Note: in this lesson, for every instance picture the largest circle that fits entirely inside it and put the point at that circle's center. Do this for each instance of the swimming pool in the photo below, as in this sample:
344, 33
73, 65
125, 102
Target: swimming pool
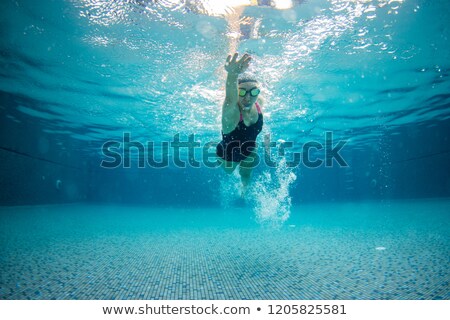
146, 75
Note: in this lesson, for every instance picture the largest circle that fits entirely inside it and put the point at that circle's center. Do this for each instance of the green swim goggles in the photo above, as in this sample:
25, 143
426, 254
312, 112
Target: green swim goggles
253, 92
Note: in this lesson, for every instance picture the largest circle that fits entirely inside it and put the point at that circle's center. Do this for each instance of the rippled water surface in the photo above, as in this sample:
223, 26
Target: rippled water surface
92, 69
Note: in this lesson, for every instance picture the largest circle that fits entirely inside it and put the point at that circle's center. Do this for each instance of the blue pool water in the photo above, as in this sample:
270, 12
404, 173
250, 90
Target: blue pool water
373, 75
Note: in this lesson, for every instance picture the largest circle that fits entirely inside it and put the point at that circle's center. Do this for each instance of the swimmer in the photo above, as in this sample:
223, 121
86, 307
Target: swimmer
242, 120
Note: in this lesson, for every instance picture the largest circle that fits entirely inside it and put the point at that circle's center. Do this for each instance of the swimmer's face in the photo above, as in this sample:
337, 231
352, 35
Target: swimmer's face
249, 98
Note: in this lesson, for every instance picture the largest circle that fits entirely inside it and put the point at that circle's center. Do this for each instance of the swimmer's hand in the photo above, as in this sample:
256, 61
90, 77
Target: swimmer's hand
239, 66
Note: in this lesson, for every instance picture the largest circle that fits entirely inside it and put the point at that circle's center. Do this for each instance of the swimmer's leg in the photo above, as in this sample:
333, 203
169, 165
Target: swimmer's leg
245, 170
228, 166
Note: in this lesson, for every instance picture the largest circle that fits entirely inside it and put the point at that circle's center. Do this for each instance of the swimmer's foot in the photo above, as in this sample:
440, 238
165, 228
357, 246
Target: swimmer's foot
243, 192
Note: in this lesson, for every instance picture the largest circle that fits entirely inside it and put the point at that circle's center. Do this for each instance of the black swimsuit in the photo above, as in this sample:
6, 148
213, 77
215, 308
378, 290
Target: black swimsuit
239, 143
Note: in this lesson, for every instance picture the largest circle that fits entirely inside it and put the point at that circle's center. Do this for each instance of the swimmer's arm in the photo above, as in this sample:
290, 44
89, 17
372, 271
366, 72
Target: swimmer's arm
261, 101
234, 67
231, 93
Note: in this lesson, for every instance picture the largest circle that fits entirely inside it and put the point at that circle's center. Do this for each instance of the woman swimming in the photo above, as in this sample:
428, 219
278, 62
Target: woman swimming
242, 120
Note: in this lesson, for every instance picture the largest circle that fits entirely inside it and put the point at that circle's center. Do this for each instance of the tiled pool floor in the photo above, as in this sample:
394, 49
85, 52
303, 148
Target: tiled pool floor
334, 251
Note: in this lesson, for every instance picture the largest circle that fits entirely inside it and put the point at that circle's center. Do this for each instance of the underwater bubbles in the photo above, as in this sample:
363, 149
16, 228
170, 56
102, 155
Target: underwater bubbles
206, 29
271, 195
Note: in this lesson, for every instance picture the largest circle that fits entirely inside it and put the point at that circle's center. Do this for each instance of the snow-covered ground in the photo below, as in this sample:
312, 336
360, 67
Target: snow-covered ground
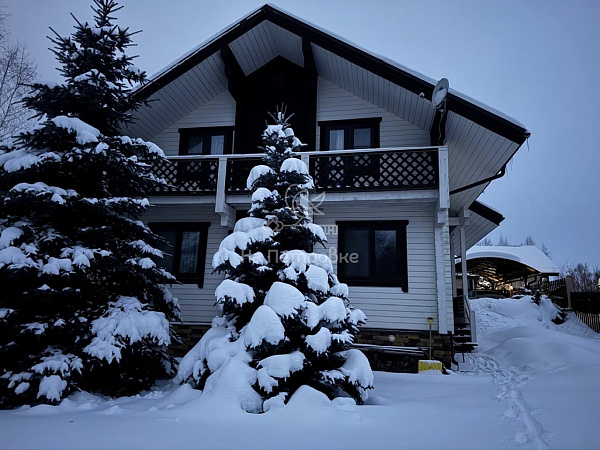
532, 384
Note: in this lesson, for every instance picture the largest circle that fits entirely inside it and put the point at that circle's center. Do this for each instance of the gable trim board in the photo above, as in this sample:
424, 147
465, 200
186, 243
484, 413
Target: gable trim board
458, 103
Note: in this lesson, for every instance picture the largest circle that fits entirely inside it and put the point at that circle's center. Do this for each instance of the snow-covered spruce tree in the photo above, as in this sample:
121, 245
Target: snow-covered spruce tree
82, 304
286, 320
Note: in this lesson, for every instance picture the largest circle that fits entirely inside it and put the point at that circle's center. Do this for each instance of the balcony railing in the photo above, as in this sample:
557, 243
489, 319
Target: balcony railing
335, 171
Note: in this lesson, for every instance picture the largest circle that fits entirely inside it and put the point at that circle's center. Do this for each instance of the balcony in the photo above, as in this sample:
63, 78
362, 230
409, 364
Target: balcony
390, 169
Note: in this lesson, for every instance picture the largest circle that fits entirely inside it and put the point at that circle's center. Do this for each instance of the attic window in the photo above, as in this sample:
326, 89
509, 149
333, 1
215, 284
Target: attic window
350, 134
205, 141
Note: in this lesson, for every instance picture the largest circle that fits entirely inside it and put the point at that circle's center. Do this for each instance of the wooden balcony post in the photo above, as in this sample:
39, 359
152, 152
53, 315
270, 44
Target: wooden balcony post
444, 183
226, 212
569, 288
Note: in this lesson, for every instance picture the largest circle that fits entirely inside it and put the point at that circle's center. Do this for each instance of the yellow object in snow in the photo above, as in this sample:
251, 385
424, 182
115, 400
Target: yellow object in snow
426, 364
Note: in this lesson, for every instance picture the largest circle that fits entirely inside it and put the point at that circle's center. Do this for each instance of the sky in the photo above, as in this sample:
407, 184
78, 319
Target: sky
537, 61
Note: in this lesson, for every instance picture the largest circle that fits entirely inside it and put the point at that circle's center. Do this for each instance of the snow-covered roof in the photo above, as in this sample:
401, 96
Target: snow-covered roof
528, 255
410, 79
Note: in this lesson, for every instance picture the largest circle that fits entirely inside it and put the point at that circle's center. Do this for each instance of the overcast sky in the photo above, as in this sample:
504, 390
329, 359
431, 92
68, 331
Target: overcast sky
537, 61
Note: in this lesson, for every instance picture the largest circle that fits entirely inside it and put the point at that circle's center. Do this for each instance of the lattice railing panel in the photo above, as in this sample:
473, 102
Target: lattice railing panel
376, 170
237, 173
188, 176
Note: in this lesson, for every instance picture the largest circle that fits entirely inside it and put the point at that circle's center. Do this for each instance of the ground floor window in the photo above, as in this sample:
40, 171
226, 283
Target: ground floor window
185, 253
373, 253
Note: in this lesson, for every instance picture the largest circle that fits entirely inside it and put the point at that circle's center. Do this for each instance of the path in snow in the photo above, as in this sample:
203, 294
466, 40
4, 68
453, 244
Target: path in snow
521, 413
547, 373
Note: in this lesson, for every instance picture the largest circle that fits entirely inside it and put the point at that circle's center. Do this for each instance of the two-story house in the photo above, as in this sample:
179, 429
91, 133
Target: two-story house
396, 175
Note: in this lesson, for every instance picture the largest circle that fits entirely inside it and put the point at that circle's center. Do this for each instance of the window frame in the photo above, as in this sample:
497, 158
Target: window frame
179, 228
207, 133
348, 126
400, 226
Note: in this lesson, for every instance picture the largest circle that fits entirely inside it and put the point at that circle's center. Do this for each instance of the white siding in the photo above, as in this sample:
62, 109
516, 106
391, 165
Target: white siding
335, 103
373, 88
218, 112
389, 307
197, 305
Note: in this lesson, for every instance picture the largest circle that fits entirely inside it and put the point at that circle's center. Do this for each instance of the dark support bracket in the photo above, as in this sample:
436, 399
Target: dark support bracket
437, 134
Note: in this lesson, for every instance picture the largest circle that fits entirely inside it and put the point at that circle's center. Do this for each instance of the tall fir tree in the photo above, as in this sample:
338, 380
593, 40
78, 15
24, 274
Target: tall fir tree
286, 320
82, 303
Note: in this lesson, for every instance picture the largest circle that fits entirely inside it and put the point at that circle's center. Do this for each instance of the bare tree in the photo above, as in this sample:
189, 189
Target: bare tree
546, 251
17, 71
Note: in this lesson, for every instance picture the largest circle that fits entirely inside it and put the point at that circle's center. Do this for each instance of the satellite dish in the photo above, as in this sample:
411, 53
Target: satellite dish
438, 98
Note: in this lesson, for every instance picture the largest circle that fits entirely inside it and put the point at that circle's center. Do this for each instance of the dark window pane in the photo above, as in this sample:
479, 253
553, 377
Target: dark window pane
195, 144
386, 256
357, 252
336, 140
188, 262
166, 262
217, 142
362, 138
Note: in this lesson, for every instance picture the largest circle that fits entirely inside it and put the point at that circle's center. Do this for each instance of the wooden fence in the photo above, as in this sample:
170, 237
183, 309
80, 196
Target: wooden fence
586, 305
588, 302
590, 319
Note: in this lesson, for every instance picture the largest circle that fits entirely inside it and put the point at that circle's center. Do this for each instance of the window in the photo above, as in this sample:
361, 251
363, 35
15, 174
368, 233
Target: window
350, 134
185, 255
373, 253
205, 141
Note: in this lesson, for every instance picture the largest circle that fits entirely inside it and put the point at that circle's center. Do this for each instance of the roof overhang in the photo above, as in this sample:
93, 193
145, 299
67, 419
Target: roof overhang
413, 82
481, 141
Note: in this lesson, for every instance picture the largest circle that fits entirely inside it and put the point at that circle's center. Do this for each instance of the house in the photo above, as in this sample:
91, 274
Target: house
397, 179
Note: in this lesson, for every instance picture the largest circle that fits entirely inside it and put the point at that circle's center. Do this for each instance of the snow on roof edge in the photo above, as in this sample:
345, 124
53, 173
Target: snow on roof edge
530, 255
384, 59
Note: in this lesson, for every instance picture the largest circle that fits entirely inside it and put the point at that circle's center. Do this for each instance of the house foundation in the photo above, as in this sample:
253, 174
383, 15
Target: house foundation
384, 348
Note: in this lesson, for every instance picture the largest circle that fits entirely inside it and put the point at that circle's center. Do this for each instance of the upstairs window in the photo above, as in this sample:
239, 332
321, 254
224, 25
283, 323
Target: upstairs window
205, 141
350, 134
373, 253
184, 256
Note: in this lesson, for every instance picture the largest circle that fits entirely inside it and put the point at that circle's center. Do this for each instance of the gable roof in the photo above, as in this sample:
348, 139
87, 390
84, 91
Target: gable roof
412, 81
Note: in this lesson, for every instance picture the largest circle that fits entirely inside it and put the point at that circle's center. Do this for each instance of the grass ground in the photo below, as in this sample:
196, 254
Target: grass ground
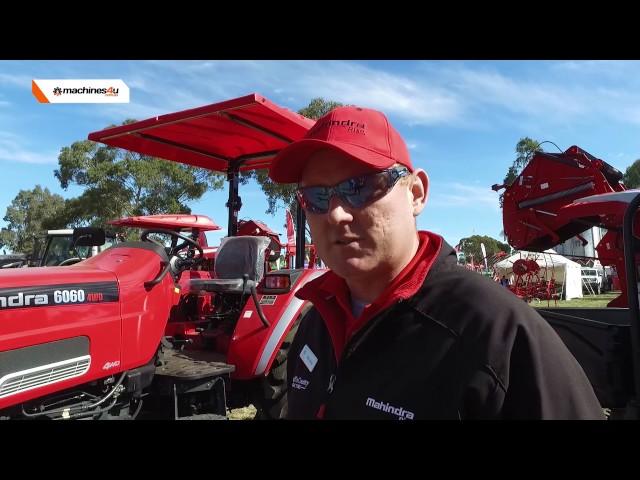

◆ ◆ ◆ ◆

**Work instructions**:
Lay out the part of the entries that opens with the line containing "of the grass" and runs to the end of the entries as a JSON list of strings, one per line, skipping blank lines. Leave out any pictures.

**Solution to the exercise**:
[
  "Note: in this lesson, for every instance picture the largest circle that fits entirely inside it and put the point at that circle's center. Do this for each instance of the grass ground in the photo below, as in this sample:",
  "196, 254",
  "Target: grass ground"
]